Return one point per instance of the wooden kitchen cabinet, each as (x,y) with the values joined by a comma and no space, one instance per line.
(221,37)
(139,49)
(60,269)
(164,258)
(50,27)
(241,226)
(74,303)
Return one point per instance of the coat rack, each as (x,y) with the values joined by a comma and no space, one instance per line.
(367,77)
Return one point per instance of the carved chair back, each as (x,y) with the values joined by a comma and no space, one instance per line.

...

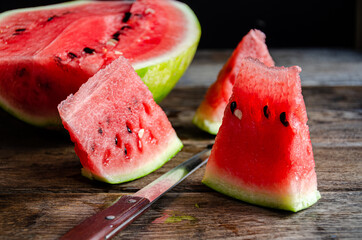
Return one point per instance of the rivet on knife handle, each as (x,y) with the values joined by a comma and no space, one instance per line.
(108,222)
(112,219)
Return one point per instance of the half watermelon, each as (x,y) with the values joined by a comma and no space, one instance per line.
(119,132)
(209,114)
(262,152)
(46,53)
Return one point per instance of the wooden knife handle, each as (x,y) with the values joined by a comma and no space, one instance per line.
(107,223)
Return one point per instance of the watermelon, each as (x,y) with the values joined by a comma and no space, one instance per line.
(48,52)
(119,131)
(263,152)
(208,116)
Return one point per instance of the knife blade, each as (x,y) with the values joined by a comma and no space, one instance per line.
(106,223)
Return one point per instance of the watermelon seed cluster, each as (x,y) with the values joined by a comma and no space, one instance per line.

**Instruction:** Reproduce the part of the listing that opens with the line containing "Return one point per instance of the watermelon, each" and closes with the line containing "Return one point per instance of the watermelon seed", request lines included, shifting every coordinate in the answer points by -144. Leave the request lines unchanged.

**Response:**
Return one point per instance of the watermelon, each as (x,y) with the values joined by a comma and no space, one instance per line.
(-96,-92)
(-25,-13)
(119,8)
(64,-28)
Return one point per instance of the knife blade, each as (x,y) with the values joined by a comma and no space, one instance per line.
(-38,79)
Return one point per instance of the watermelon seed cluster, each as (x,y) with the values joined by a comma and no space, one instance per line.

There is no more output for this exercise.